What is being asked:
What follows are records. Restate all of them word for word.

Stored data entries:

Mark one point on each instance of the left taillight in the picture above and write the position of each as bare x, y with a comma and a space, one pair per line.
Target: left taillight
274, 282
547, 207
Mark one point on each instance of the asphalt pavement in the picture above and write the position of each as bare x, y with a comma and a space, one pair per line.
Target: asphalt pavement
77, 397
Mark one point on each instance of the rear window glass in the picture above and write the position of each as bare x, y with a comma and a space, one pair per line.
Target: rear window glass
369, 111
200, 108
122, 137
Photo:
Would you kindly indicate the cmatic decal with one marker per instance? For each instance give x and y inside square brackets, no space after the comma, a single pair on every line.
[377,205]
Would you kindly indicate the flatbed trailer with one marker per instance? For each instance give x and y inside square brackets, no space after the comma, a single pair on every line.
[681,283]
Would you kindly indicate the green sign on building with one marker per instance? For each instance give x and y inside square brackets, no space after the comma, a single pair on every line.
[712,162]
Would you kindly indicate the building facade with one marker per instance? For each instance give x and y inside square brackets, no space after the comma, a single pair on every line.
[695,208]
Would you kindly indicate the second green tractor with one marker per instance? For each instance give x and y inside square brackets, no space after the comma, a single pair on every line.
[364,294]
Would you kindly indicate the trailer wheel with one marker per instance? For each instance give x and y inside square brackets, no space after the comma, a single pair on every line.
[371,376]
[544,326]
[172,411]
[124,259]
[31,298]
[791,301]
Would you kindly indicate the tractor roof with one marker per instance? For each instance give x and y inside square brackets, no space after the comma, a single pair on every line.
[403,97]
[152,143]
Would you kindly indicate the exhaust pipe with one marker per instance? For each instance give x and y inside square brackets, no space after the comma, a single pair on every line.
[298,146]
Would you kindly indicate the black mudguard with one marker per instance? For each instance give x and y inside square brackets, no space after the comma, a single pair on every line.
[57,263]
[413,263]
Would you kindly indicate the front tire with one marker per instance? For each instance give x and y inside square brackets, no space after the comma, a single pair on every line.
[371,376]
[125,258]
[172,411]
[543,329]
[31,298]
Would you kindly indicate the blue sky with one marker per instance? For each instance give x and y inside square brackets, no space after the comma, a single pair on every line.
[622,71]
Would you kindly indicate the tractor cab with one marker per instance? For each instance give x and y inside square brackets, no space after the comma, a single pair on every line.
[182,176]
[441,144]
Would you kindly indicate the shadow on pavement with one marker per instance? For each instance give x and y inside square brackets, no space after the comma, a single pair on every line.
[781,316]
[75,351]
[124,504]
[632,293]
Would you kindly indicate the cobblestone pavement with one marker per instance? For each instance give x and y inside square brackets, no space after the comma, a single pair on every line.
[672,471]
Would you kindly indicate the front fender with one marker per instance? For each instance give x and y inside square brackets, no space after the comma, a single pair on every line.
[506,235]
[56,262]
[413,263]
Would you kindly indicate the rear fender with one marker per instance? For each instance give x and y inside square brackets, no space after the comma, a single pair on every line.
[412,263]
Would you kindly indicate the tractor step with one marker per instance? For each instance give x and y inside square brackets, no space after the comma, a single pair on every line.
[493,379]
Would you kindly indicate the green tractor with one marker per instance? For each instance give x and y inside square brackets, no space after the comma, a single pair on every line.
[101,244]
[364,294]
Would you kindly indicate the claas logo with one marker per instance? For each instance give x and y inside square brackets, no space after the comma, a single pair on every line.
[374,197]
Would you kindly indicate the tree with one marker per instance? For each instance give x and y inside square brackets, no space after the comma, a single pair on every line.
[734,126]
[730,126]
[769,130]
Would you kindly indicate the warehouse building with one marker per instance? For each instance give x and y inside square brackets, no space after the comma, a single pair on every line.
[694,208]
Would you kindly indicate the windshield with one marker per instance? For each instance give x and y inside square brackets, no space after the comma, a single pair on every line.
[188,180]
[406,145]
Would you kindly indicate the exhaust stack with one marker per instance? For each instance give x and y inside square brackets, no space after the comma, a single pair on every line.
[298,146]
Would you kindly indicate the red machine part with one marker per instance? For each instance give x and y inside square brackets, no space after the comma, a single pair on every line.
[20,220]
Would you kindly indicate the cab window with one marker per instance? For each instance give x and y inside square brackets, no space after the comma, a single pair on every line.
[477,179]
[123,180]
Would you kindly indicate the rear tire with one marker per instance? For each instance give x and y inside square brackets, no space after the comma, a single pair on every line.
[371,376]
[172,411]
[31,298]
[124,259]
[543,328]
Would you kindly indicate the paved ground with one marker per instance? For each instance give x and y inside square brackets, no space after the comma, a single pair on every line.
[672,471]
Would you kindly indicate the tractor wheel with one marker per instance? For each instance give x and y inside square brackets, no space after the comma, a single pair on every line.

Solution for this exercise:
Mark one point on each instance of the left taillight in the picture above and write the position of each as bare x, y with a comma and a space, one pair per line.
Target: left taillight
274, 282
547, 207
Mark one point on each instance of the asphalt pavement in the picture above and write the position of each as bare x, y with a comma and a space, one pair per line.
Target: asphalt pavement
77, 397
Mark one point on each instance of the rear window glass in the picture above and write the position of each as bare x, y with a comma and a space, one pair per line.
Target: rear window glass
369, 111
200, 108
122, 137
Photo:
Would you kindly indicate the cmatic decal with one marker per instance? For each instance give x and y inside square brackets, no space after the comma, a single pair on every line.
[377,205]
Would you kindly indicate the flatbed trailer with one marker per instance? For each instance give x and y inside square brackets, no space after the comma, a single pair on every line.
[681,283]
Would you kindly indicate the green sign on building with one marker per instance? For each instance give x and y inside square brackets, no space after the comma, a single pair on every line.
[712,162]
Would you kindly indicate the building facade with one marker per instance? For each instance give x and y inside square brackets, no space after the comma, a single pair on every line.
[695,208]
Would you kindly indicate the second green tractor with one marker per instance? For each instance give x and y inside square brackets, no space after the comma, a single pair on every line.
[364,294]
Would you kindly indicate the trailer wheel with one marker per instance? For each instance give x and y inside square brackets, no space after the comma, a single pair on every line.
[371,376]
[544,326]
[172,411]
[124,259]
[31,298]
[791,301]
Would you kindly indicate the tractor roof with one marker per instance? For each instance give x and y inside square brackets, no space after the comma, a single pair on every line.
[403,97]
[152,143]
Would you kindly indicate the exhaust pipe with one marker per instance? For each instance give x and y inside square brackets, no space after the comma, a single pair on every line.
[298,146]
Would you kindly indicate the black mudguard with one marker per instance? For each instance give x and y inside square brackets, no space after the comma, a single pair on every line.
[57,263]
[413,263]
Would you kindly indicate the front tire with one marker per instance? For each instance give x and y inside square brackets, no space after the comma, a single pair on every line.
[371,376]
[125,258]
[172,411]
[543,329]
[31,298]
Would you kindly indicate the blue sky with one marker per instance? For each instance give x and y inside square brackets, no space after the comma, a single pair on every line.
[622,71]
Would you kindly indicate the tractor cab with one marker per instance? For each instance give x and y inside square brackets, no space after the comma, a single pair on every line.
[182,176]
[441,144]
Would you kindly indicate the shadow on pavement with one marker per instance? For each instance give x and y inside square brackets, no space after the comma, a single pair on every line.
[781,316]
[75,351]
[124,504]
[632,293]
Would you kindly indicate the cobblestone pavement with one marker per instance? For each instance give x and y inside square brackets, no space after the comma, a single pair on every line.
[672,471]
Would you kindly indicate the front fender with one marker per instance? For each instance give x and y inside square brackets, no space after the comma, a single pair on every line.
[506,235]
[56,262]
[413,263]
Would you kindly indicate the rear fender with one marker per instance? For each instance give x and y inside square brackets, no space after the comma, a single pair on every line.
[412,263]
Would you kindly indicate the tractor step with one marker per instance? For each instance give x and y inside square brackets, no space after the comma, a single pair on every line.
[493,379]
Would you kindly indicate the green tractor with one marker per instance? For each instance give x and y inside square brackets, no space after the comma, a single pair on every line.
[101,244]
[364,294]
Would you kindly indicate the claas logo with one marker per instance? For each instance give x and y inside square brackets, no space after the comma, a single pair on every line.
[374,197]
Would you kindly indicate the tree with one marker per instance? For each instance give x and y inside square brackets, no space after the comma, a single pair on every line.
[734,126]
[730,126]
[769,130]
Would you kindly indicate the warehouse building with one marker per instance? For each instance give x and y inside square brackets, no space after the comma, a single pair on every line.
[694,208]
Would you kindly indicate the windshield with one marker per instance? For each instance give x and y inside square brackets, no space after the comma, a single pair on every line.
[188,180]
[406,145]
Would you kindly indicate the exhaust stack with one marker per instance? For each instance give x and y inside square brackets, no space after the comma, a single pair on every line.
[298,146]
Would you kindly indicate the red machine part with one marker per instance? For each instance give x and y inside square brackets, no space after the comma, a single pair on every line.
[20,220]
Would you kindly indicate the cab window with one marker per instance? For each instance give x and y inside square brackets, no space after the comma, a single pair on every line.
[477,179]
[123,180]
Would you kindly indicate the rear tire with one marker per instance? For each instance give x and y inside square brackets, no space after the comma, a single pair on every line.
[371,376]
[172,411]
[31,298]
[124,259]
[543,328]
Would you kindly indicate the paved ground with one marker per instance? For each instance give x and y inside square brackets, no space after the comma, a single pair on every line.
[672,471]
Would you kindly indicate the tractor wheel with one marker per instance? For each instance give x and y inside square brackets, no space after the comma, a single pair on every line.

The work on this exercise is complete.